▶ _WORK INSTRUCTION_: Carry the passage on Christ as Shepherd forward from its final sentence, keeping its line of argument and tone.

▶ _PROVIDED TEXT_:

-- Opening Marker --

In our reading from John’s gospel, we find that Jesus was concerned his audience would not get the point of his sheep and shepherd metaphor. He clarified, for those that may not have gotten it the first time, that he is the Shepherd. He did confuse his audience a bit when he mixed metaphors in the same conversation by referring to himself as both the shepherd and the gate.
As much as we might like that sentimental picture of Jesus holding a baby lamb that has graced many a church Sunday school room, we are somewhat uncomfortable with being represented as sheep. The level of ovine intelligence, notwithstanding, we Americans have a particularly hard time being a part of a flock. Somehow the objection to the tyrannical King George III imposing taxation without legislation on the American colonies became twisted into the attitude “I’m not going to let anybody tell me what do to.” We resent anybody telling us what we should do, even when it is in our best interests. Certainly, we should not bow down to every authority figure that attempts to control us. Yet, when you think about it, by refusing to bow down to anyone means you are actually bowing down to yourself.
When protestors blocked ambulances getting into hospitals with critically ill people in Michigan, it was obvious they were concerned only about their own personal freedom and not the lives of their fellow Americans. They were bowing down to their own self-centered desires. This kind of behavior goes against the moral tenets of every world religion I know. If we do what the Apostle Peter encouraged in his Pentecost speech and devote ourselves to the “apostles’ teaching,” we will be overwhelmed by the exhortations to treat others as we would want to be treated, to care for those whose lives are vulnerable, and to share with those in need. In his speech to the crowd in Jerusalem on Pentecost, Peter was telling his audience that Christ is the only one worthy to be our leader, our Shepherd. It is an honor to be an obedient sheep if Christ is your Shepherd.

-- Closing Marker --

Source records
-- Opening Marker --

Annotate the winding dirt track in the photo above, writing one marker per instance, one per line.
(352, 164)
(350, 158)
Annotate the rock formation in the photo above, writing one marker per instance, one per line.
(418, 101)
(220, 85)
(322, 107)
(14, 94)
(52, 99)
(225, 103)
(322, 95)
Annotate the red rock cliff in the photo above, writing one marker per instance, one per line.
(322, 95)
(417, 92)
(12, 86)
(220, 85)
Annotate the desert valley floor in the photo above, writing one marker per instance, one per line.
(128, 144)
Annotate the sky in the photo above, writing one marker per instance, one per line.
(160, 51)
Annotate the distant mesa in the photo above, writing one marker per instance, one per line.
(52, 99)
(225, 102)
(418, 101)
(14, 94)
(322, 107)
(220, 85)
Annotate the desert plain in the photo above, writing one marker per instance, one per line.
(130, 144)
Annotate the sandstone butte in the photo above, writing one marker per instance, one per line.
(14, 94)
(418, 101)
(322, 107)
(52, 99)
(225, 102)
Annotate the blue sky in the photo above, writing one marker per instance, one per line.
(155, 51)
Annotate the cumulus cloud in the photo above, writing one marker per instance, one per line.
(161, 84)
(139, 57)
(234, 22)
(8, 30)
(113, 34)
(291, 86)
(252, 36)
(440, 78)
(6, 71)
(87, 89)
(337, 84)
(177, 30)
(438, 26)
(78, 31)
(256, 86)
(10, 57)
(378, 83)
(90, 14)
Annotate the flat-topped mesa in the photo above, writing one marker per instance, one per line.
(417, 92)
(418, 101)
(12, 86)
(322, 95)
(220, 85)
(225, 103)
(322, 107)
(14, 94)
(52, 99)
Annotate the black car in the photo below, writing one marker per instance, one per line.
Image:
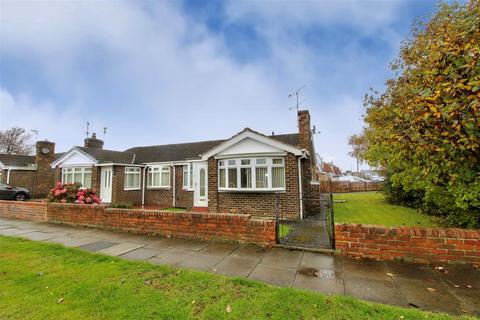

-- Closing Marker --

▶ _OUTPUT FOR THIS EXERCISE_:
We might surmise that the “thieves and bandits” who Jesus describes as “all the ones that came before me” are those who falsely claimed to be the Messiah. But in verse 10 Jesus switches to the present tense, saying, “the thief comes only to steal and kill and destroy.” So, who are these thieves? Who are the ones who are threatening the flock in the gospel writer’s time? Probably the same ones that threaten the flock today – the adoration of money, power, and privilege. The thief comes to kill and destroy the flock, but Jesus comes so that the flock might have abundant life. We must be able to discern and resist these propagators of death, who take us away from God. But, they can be clever and persuasive. There are thieves and bandits running around the pasture in shepherd’s clothing. Thieves and bandits seek to divide the flock to more easily steal them away and use them for their own purposes. This tactic is a favorite of despots, demagogues, and others who want the world to reflect their own image rather than God’s.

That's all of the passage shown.